WHAT THE TASK ASKS. Copy every row below, replacing "innermost point" with "central point" and keeping everything else unchanged.

Rows from a pointing dataset
▶

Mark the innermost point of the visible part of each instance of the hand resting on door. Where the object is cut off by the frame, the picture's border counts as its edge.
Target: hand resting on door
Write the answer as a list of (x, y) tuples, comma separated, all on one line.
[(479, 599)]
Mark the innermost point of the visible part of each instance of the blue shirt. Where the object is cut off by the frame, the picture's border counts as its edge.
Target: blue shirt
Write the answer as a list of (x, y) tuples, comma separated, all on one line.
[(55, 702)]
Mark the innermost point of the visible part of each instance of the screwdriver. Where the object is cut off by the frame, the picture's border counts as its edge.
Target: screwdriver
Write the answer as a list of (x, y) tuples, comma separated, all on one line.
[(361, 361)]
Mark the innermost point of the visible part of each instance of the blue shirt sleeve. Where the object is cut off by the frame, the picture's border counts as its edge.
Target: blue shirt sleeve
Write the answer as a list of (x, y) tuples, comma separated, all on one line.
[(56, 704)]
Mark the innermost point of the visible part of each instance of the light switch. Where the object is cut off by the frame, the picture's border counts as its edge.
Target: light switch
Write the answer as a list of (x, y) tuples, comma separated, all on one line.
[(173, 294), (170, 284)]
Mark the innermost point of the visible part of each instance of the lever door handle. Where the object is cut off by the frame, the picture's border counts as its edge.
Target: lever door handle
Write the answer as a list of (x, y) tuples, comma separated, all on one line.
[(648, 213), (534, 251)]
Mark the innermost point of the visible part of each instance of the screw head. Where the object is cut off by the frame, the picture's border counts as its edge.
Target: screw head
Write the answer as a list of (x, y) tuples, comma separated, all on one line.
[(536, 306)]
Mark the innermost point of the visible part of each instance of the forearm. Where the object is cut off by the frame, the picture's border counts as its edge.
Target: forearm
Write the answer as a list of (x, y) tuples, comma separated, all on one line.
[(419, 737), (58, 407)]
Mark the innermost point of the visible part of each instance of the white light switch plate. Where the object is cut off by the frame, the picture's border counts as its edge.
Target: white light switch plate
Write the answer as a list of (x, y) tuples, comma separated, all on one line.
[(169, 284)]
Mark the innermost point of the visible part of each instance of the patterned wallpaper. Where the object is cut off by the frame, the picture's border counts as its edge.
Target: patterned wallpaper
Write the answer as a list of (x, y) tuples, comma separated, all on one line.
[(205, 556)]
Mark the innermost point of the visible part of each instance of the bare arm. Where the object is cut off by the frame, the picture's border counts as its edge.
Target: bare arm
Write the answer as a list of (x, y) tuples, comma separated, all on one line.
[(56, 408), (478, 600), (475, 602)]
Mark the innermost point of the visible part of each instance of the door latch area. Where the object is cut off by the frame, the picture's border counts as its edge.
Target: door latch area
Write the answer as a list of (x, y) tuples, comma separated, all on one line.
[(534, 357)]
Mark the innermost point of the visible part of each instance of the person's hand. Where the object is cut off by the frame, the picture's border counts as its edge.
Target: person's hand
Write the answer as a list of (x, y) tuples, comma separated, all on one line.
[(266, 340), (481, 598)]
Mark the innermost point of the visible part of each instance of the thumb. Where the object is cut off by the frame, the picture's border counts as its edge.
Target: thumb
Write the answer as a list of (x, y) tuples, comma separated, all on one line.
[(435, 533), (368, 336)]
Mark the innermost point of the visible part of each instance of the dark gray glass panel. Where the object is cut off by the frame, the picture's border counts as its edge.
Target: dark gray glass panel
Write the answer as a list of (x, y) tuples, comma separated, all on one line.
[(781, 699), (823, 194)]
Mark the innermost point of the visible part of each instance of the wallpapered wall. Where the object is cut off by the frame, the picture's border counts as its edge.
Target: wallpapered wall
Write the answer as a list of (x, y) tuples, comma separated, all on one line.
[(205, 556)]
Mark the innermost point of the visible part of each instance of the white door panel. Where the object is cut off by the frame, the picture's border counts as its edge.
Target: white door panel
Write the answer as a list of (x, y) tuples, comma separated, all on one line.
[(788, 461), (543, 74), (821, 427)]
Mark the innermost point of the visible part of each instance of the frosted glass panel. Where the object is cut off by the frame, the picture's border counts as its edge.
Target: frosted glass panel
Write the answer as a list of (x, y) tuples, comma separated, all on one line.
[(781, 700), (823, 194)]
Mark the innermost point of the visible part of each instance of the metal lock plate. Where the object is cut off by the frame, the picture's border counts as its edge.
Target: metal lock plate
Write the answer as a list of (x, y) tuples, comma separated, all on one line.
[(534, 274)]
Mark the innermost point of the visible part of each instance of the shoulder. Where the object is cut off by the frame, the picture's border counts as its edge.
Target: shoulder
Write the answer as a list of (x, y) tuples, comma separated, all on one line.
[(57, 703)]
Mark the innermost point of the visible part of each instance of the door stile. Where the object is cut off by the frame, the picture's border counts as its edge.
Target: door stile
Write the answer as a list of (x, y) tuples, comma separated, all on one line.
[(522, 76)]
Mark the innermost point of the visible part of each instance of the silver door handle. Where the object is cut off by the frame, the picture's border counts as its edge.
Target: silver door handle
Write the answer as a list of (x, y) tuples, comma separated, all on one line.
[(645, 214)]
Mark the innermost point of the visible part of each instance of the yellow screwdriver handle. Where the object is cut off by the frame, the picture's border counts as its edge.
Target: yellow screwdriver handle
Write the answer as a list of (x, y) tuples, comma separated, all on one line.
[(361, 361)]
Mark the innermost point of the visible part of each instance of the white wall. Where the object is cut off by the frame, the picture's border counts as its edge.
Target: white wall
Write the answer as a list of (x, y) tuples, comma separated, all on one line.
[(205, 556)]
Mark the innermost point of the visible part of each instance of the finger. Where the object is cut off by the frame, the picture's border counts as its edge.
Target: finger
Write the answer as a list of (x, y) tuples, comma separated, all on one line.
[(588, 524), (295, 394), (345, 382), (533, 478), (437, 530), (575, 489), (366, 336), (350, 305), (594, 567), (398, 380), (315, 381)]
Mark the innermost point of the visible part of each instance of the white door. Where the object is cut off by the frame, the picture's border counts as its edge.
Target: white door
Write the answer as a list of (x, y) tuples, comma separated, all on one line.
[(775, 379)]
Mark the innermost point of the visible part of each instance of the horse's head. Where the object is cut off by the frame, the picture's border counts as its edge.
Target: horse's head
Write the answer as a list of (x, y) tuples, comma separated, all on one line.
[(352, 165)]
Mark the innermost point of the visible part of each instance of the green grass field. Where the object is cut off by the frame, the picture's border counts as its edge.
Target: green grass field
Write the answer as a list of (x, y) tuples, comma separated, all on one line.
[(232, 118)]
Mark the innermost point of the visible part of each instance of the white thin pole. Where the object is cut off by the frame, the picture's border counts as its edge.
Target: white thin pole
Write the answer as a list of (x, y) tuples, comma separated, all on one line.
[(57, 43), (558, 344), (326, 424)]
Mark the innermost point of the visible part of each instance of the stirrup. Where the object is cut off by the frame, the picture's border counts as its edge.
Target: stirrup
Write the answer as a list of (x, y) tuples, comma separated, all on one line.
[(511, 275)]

◀

WRITTEN SOLUTION.
Mark the central point of the visible part of each instance of the hand resting on door. Where the object is cut off by the frame, the picture's border counts as its edge.
Target: hand resting on door
Write the answer as a list of (x, y) tuples, comma separated, all on one line.
[(479, 599)]
Mark the central point of the visible part of each instance of the blue shirt. Where the object is cut off by the frame, the picture's border counts as its edge.
Target: blue shirt
Write the answer as a list of (x, y) tuples, comma separated, all on one line.
[(55, 702)]
Mark the central point of the visible part of each instance of the screwdriver. Where the object is cut off by the frame, the picture's border counts as its edge.
Target: screwdriver
Write the answer as a list of (x, y) tuples, comma separated, all on one line.
[(361, 361)]
Mark the central point of the visible part of each instance of the blue shirt sleeve. Where the object is cut off by the frame, the picture's border counts as its edge.
Target: blue shirt sleeve
Write the answer as a list of (x, y) tuples, comma separated, all on one line.
[(56, 704)]
Mark the central point of the visible part of each instance of the light switch. Where the object is cut off by the frame, the picture's border counts as its edge.
Target: light switch
Write the answer as a list of (x, y) tuples, comma separated, all on one line.
[(173, 294), (170, 284)]
Mark the central point of the visible part of each instance of the lever door handle. Where the object is cut off by the frame, the picture's border counts as its edge.
Target: lever door handle
Write the answer as a list of (x, y) tuples, comma separated, all on one line.
[(648, 213), (534, 251)]
Mark the central point of the visible part of each instance of the screw head. Where the object is cut off by the frame, the picture's border counts as its edge.
Target: screw head
Write the answer as a list of (x, y) tuples, comma separated, all on one line.
[(536, 306)]
Mark the central point of the visible part of each instance of the forearm. Where the object is cut off by the frame, the picture's border counts as its edge.
Target: forearm
Write the answer as a list of (x, y) tuples, comma separated, all on one line.
[(419, 737), (58, 407)]
Mark the central point of the visible part of each instance of the white light switch plate. Where the object is cut off by the frame, the picture's border counts as its edge.
Target: white light switch plate
Write the answer as a list of (x, y) tuples, comma separated, all on one line.
[(169, 284)]
Mark the central point of the visible part of each instance of the patterned wallpaper. Where the object is cut off by the frame, the picture's border counts as its edge.
Target: patterned wallpaper
Write the answer as a list of (x, y) tuples, comma separated, all on one line.
[(205, 556)]
Mark the central point of the visible part of each instance of the bare arm. Where the object is cut off by the frame, the picture's border counts as its edge.
Target: bare arm
Write the answer as a list of (x, y) tuples, comma separated, all on one line.
[(56, 408), (478, 600), (475, 602)]
Mark the central point of the visible part of each instance of the door latch area. Where the object is cut off by the frame, the picture's border counts as its edge.
Target: door latch area
Write the answer as a list of (x, y) tuples, comma separated, all on one line.
[(534, 357)]
Mark the central point of the visible part of each instance of the person's hand. Where the object is cut off by the frame, the picture's border counts as its edge.
Target: person's hand
Write the answer as a list of (x, y) tuples, comma separated, all on one line.
[(266, 340), (481, 598)]
Mark the central point of the visible part of each instance of the thumb. Where the object is cut off by the frame, the picture's border counts as its edge.
Target: thumb
Write the answer as a list of (x, y) tuples, comma separated, all on one line.
[(435, 533), (368, 336)]
Mark the central point of the visible part of each instance of the dark gray glass panel. Where the object is cut off by the frame, the picture's border counts as its edge.
Target: dark gray glass panel
Write the answer as a list of (x, y) tuples, comma separated, all on one line.
[(781, 699), (823, 194)]
Mark the central point of the visible part of each instance of the wallpapered wall. Where the object is cut off by the frame, the picture's border counts as its edge.
Target: wallpapered wall
Write the answer as a list of (x, y) tuples, comma separated, all on one line.
[(205, 556)]
Mark the central point of the visible part of each instance of the white door panel. Where the object is cut off by the frame, the picture's border counts as its edge.
Target: white door panel
Write the answer as a list of (x, y) tuples, comma separated, all on one line.
[(788, 461), (543, 74), (821, 427)]
Mark the central point of the visible part of each instance of the frosted glass panel. Where the object is cut off by the frame, the picture's border counts as its edge.
Target: frosted glass panel
Write the answer as a list of (x, y) tuples, comma separated, all on one line.
[(781, 700), (823, 194)]
Mark the central point of the visible part of each instance of the metal lock plate. Where the object is cut off by the frame, the picture's border counts as its edge.
Target: metal lock plate
Write the answer as a list of (x, y) tuples, comma separated, all on one line.
[(534, 274)]
Mark the central point of the visible part of each instance of the shoulder. Where the object is cut off by the frame, the picture's border counts as its edge.
Target: shoulder
Write the answer as a list of (x, y) tuples, comma separated, all on one line.
[(57, 703)]
Mark the central point of the visible part of each instance of the door stile. Where the object is cut off by the frame, the picture's border counts as its edge.
Target: door stile
Write the answer as a list of (x, y) tuples, comma separated, all on one line.
[(522, 76)]
Mark the central point of the visible part of each instance of the silver door handle. Where the object is cut off by the frame, the picture's border counts as its edge.
Target: silver door handle
Write the answer as a list of (x, y) tuples, comma separated, all on one line.
[(645, 214)]
Mark the central point of the visible part of each instance of the yellow screwdriver handle. Where the object is cut off by the frame, the picture's border counts as its edge.
Target: yellow screwdriver handle
Write the answer as a list of (x, y) tuples, comma separated, all on one line.
[(361, 361)]
Mark the central point of the visible part of each instance of the white wall. Where the object is cut off by the frame, the picture's border counts as its edge.
Target: white wall
Write the answer as a list of (x, y) tuples, comma separated, all on one line.
[(205, 556)]
Mark the central point of the visible part of each instance of the finger. Where the object is cut off by the frame, the picture's border counts as its edge.
Target: finger
Write the answer as a list of (x, y) tuples, comma separated, all on one line.
[(588, 524), (295, 394), (345, 382), (533, 478), (437, 530), (575, 489), (366, 336), (350, 305), (594, 567), (398, 380), (315, 381)]
Mark the central point of the visible part of each instance of the white door. Where the object is cut off by the frame, the picture's border counts as its edge.
Target: white door
Write the answer as a list of (x, y) tuples, comma separated, all on one line.
[(775, 379)]
Mark the central point of the visible part of each instance of the horse's head. Where the object is cut off by the frame, the picture's border counts as its edge.
Target: horse's head
Write the answer as a list of (x, y) tuples, comma separated, all on one line.
[(352, 165)]
Mark the central point of the visible part of each instance of the green grass field. Where the object is cut off by the frame, the picture's border counts as its edge.
Target: green grass field
Write the answer as a list of (x, y) tuples, comma separated, all on one line.
[(232, 118)]
Mark the central point of the visible part of each instance of the white thin pole. Where the object is cut off by the frame, the picture's border counts as its edge.
Target: white thin pole
Write the answer as a list of (x, y) tuples, comma separated, all on one line.
[(57, 43), (558, 344), (326, 424)]
Mark the central point of the visible part of each instance of the stirrup. Where the object is cut off by the frame, the picture's border counts as its edge.
Target: stirrup
Write the answer as a list of (x, y) tuples, comma separated, all on one line.
[(511, 275)]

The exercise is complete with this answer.